TEXTO FUENTE.
§

Pasaron 37 años hasta que mataron a su madre, cuando salía de un templo, en 2011. El gobierno dijo que era un ajuste de cuentas del narco. Ella dice que su madre era una testigo privilegiada de una historia que el gobierno quería, quiere, ignorar. Dice que por eso era útil su muerte.

María Antonia, su prima, perdió a su padre cuando tenía ocho meses. Fue desaparecido, su familia perseguida, ella misma, a los tres años, violada por militares.

Los registros de estos y otros cientos de casos están organizados, nombre por nombre, en Lecumberri y otros archivos. Los halló Camilo Vicente, el único historiador que ha logrado demostrar que la desaparición forzada en México fue, ha sido, una violación sistemática desde el Estado.

Vicente encontró los partes de traslados de cárceles legales a ilegales, las actas de liberación que jueces firmaban para decir que un detenido no estaba muerto, se había ido por su cuenta. Halló también las guías de interrogatorios, las pruebas de que la desaparición forzada transcurría los mismos cauces de presupuesto y burocracia, como otro trámite estatal. Los reseñó en su libro Tiempo Suspendido, que acaba de publicarse y presenta la visión –desde el archivo oficial– más cruda y jamás mostrada de los abusos contemporáneos del gobierno.

En febrero de este año, la familia Cabañas recibió una disculpa pública, como parte de un reconocimiento general del Estado a las víctimas de la guerra sucia, en Atoyac. Pero ellos dicen que no sirvió de nada. Su plan de reparación del daño ha sido ignorado, la ayuda prometida para alimentos, para recuperar su patrimonio, para tener medicinas, que les corresponde como víctimas, no ha llegado. Lo cuentan por teléfono en largas entrevistas María Antonia y Micaela, diciendo que se sienten engañadas, usadas, revictimizadas, que el mismo Ejército que es cuestionado hoy en México por la actuación contra el crimen organizado arrasó sus casas, sus vidas, que siguen impunes.

§

REGISTROS PROPORCIONADOS.
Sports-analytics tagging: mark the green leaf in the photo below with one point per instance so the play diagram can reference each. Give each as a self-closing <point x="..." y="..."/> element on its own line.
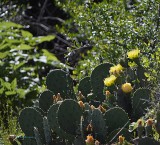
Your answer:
<point x="7" y="85"/>
<point x="1" y="90"/>
<point x="21" y="93"/>
<point x="50" y="56"/>
<point x="24" y="47"/>
<point x="41" y="39"/>
<point x="15" y="67"/>
<point x="14" y="84"/>
<point x="3" y="54"/>
<point x="5" y="25"/>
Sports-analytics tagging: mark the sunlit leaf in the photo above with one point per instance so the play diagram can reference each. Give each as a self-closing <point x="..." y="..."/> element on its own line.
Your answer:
<point x="5" y="25"/>
<point x="26" y="34"/>
<point x="9" y="93"/>
<point x="50" y="56"/>
<point x="41" y="39"/>
<point x="24" y="47"/>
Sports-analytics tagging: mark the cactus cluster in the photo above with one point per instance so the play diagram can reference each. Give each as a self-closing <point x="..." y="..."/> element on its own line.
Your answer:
<point x="95" y="115"/>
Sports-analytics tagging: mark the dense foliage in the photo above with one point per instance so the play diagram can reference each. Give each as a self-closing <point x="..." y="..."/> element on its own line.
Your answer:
<point x="76" y="36"/>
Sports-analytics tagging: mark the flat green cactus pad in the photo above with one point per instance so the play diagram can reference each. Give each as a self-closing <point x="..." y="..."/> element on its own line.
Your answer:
<point x="30" y="118"/>
<point x="85" y="86"/>
<point x="69" y="115"/>
<point x="58" y="81"/>
<point x="54" y="125"/>
<point x="116" y="118"/>
<point x="45" y="100"/>
<point x="97" y="77"/>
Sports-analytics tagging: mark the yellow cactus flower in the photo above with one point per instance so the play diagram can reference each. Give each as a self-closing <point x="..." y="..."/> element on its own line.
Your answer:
<point x="102" y="109"/>
<point x="116" y="70"/>
<point x="81" y="104"/>
<point x="89" y="140"/>
<point x="149" y="122"/>
<point x="126" y="88"/>
<point x="121" y="139"/>
<point x="133" y="54"/>
<point x="110" y="80"/>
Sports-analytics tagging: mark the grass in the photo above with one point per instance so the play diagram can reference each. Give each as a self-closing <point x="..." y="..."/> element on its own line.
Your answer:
<point x="12" y="129"/>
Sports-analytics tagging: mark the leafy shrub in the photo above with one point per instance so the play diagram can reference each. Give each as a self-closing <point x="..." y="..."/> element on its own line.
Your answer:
<point x="113" y="28"/>
<point x="22" y="65"/>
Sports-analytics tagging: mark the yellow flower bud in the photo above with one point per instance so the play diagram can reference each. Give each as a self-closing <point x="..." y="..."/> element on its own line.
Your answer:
<point x="133" y="54"/>
<point x="126" y="88"/>
<point x="110" y="80"/>
<point x="116" y="70"/>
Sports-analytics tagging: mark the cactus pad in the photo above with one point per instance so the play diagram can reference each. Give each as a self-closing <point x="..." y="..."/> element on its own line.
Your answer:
<point x="85" y="86"/>
<point x="58" y="81"/>
<point x="53" y="122"/>
<point x="140" y="101"/>
<point x="97" y="77"/>
<point x="45" y="100"/>
<point x="69" y="115"/>
<point x="116" y="118"/>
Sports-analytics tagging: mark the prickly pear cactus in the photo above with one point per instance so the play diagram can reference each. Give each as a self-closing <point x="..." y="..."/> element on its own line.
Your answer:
<point x="30" y="118"/>
<point x="112" y="137"/>
<point x="140" y="102"/>
<point x="115" y="118"/>
<point x="146" y="141"/>
<point x="58" y="81"/>
<point x="45" y="100"/>
<point x="97" y="77"/>
<point x="85" y="86"/>
<point x="69" y="116"/>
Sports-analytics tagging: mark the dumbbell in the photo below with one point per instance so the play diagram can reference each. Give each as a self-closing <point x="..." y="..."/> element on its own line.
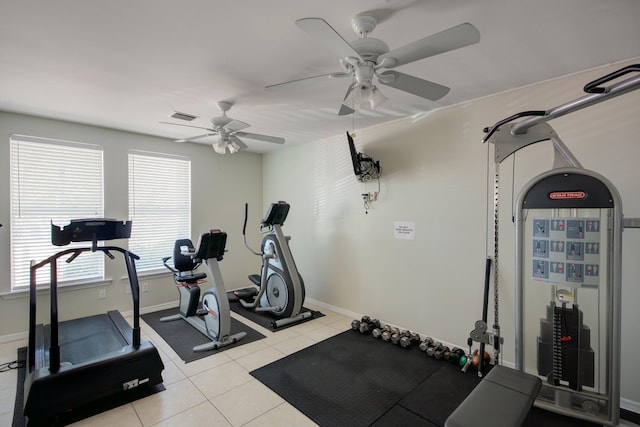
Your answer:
<point x="424" y="345"/>
<point x="365" y="324"/>
<point x="437" y="347"/>
<point x="386" y="335"/>
<point x="409" y="339"/>
<point x="475" y="361"/>
<point x="455" y="355"/>
<point x="397" y="337"/>
<point x="439" y="352"/>
<point x="377" y="332"/>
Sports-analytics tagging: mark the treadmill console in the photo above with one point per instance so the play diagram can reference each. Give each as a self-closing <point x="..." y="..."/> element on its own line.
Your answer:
<point x="90" y="230"/>
<point x="211" y="245"/>
<point x="276" y="214"/>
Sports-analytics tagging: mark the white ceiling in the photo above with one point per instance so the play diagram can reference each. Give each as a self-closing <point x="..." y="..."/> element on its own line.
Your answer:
<point x="130" y="64"/>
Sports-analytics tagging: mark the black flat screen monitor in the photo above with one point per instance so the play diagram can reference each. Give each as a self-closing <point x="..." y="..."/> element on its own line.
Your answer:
<point x="355" y="157"/>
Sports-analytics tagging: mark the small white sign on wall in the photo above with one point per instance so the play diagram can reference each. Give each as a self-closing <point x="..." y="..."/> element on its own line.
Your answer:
<point x="404" y="230"/>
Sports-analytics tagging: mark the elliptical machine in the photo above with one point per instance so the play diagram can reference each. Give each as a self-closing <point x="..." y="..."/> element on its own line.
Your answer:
<point x="213" y="320"/>
<point x="280" y="285"/>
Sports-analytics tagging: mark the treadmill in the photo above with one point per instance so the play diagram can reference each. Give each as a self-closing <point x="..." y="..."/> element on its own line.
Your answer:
<point x="75" y="363"/>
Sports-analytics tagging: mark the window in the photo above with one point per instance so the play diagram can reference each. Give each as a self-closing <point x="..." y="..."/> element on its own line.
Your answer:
<point x="52" y="182"/>
<point x="159" y="206"/>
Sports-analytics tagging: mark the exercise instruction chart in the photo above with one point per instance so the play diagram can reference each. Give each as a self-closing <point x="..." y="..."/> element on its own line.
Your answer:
<point x="566" y="251"/>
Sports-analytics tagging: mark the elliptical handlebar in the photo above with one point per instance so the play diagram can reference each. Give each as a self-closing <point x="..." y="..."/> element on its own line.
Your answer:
<point x="244" y="229"/>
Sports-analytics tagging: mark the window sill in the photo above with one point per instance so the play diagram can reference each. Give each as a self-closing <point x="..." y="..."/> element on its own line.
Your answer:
<point x="44" y="290"/>
<point x="150" y="274"/>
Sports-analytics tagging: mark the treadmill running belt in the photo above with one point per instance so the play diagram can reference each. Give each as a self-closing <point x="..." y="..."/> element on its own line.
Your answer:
<point x="86" y="338"/>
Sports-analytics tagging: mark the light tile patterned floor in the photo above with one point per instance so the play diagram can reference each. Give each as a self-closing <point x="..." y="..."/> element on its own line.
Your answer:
<point x="214" y="391"/>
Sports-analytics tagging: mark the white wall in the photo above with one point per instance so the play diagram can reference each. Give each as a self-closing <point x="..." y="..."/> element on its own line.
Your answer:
<point x="220" y="187"/>
<point x="435" y="175"/>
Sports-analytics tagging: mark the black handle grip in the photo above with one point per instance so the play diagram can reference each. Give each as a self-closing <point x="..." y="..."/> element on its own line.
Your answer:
<point x="492" y="130"/>
<point x="594" y="86"/>
<point x="246" y="214"/>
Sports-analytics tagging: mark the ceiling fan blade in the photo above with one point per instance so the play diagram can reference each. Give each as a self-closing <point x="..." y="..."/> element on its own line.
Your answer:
<point x="195" y="137"/>
<point x="345" y="110"/>
<point x="413" y="85"/>
<point x="306" y="80"/>
<point x="319" y="29"/>
<point x="453" y="38"/>
<point x="259" y="137"/>
<point x="235" y="125"/>
<point x="238" y="142"/>
<point x="188" y="126"/>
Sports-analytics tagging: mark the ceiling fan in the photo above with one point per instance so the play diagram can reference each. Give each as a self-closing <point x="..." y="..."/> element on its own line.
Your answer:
<point x="364" y="58"/>
<point x="228" y="131"/>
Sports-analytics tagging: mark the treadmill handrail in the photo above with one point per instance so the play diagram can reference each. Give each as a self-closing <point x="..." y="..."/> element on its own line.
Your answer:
<point x="54" y="354"/>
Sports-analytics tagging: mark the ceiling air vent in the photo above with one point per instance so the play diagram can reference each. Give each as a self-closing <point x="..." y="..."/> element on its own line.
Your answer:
<point x="183" y="116"/>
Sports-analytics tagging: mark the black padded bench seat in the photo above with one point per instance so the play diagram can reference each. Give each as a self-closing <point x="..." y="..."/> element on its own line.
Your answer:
<point x="503" y="398"/>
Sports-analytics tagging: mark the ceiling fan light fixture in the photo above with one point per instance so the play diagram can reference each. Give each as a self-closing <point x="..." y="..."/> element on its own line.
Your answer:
<point x="233" y="148"/>
<point x="364" y="93"/>
<point x="219" y="147"/>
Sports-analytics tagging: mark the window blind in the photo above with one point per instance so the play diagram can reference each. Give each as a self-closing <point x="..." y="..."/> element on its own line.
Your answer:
<point x="159" y="206"/>
<point x="52" y="181"/>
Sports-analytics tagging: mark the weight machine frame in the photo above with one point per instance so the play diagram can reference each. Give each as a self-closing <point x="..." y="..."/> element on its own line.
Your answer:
<point x="510" y="137"/>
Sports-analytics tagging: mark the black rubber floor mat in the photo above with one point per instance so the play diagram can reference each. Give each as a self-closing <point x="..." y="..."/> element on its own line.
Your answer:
<point x="401" y="417"/>
<point x="265" y="319"/>
<point x="182" y="337"/>
<point x="347" y="380"/>
<point x="81" y="413"/>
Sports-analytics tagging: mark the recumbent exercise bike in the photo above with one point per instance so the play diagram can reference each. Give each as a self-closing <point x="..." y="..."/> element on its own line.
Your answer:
<point x="213" y="320"/>
<point x="280" y="286"/>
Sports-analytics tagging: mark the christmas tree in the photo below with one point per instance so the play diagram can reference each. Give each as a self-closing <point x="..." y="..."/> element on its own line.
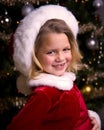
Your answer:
<point x="91" y="43"/>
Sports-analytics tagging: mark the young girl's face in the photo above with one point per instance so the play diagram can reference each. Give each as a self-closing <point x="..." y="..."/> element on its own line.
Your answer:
<point x="54" y="54"/>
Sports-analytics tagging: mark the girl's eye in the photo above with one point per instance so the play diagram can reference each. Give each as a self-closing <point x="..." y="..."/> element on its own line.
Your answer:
<point x="51" y="52"/>
<point x="67" y="49"/>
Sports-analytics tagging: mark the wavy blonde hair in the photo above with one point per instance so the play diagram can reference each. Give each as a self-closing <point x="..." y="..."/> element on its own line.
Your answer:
<point x="55" y="26"/>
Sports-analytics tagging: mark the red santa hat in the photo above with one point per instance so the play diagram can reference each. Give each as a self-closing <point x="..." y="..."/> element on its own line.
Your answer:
<point x="26" y="33"/>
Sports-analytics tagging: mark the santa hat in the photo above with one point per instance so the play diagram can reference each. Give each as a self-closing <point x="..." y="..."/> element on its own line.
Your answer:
<point x="26" y="33"/>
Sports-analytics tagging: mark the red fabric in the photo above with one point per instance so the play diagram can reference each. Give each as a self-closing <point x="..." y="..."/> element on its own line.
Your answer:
<point x="52" y="109"/>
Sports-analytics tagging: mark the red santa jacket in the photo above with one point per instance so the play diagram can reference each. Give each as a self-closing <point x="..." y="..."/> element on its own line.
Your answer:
<point x="51" y="108"/>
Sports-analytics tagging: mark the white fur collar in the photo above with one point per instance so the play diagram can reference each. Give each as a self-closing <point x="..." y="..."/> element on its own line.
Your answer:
<point x="64" y="82"/>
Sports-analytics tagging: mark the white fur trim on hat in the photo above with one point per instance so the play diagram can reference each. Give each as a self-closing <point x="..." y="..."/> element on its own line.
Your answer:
<point x="26" y="33"/>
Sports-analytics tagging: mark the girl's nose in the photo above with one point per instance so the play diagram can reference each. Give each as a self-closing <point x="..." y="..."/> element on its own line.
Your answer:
<point x="59" y="57"/>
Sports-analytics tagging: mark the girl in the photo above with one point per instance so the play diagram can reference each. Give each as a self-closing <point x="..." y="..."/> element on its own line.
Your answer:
<point x="47" y="54"/>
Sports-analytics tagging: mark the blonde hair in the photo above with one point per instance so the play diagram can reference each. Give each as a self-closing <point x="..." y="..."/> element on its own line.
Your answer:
<point x="55" y="26"/>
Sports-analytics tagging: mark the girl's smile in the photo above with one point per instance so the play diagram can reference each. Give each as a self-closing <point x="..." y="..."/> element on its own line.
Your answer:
<point x="54" y="54"/>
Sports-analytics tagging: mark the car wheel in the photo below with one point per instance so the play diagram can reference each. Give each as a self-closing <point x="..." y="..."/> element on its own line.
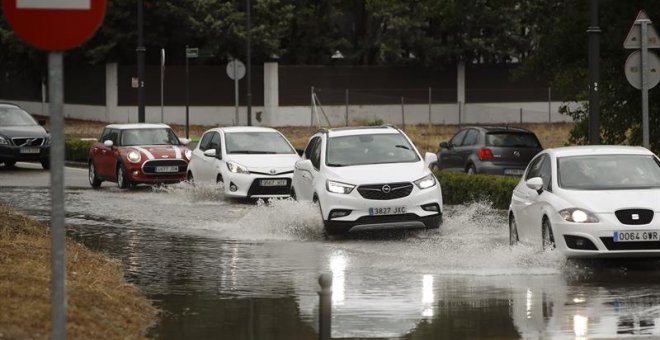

§

TAREAS A REALIZAR.
1. Enumera los documentos que, según el texto fuente, encontró Camilo Vicente.
2. ¿Cómo se titula el libro de Camilo Vicente mencionado en el texto fuente?
3. Repite del texto fuente, sin ningún cambio, el fragmento que empieza con las palabras "María Antonia, su" y termina con "violada por militares.".

RESULTADOS DEL EJERCICIO.
1.
- Los partes de traslados de cárceles legales a ilegales
- Las actas de liberación que jueces firmaban para decir que un detenido no estaba muerto, sino que se había ido por su cuenta
- Las guías de interrogatorios
- Las pruebas de que la desaparición forzada transcurría los mismos cauces de presupuesto y burocracia, como otro trámite estatal

2. Tiempo Suspendido.

3.
María Antonia, su prima, perdió a su padre cuando tenía ocho meses. Fue desaparecido, su familia perseguida, ella misma, a los tres años, violada por militares.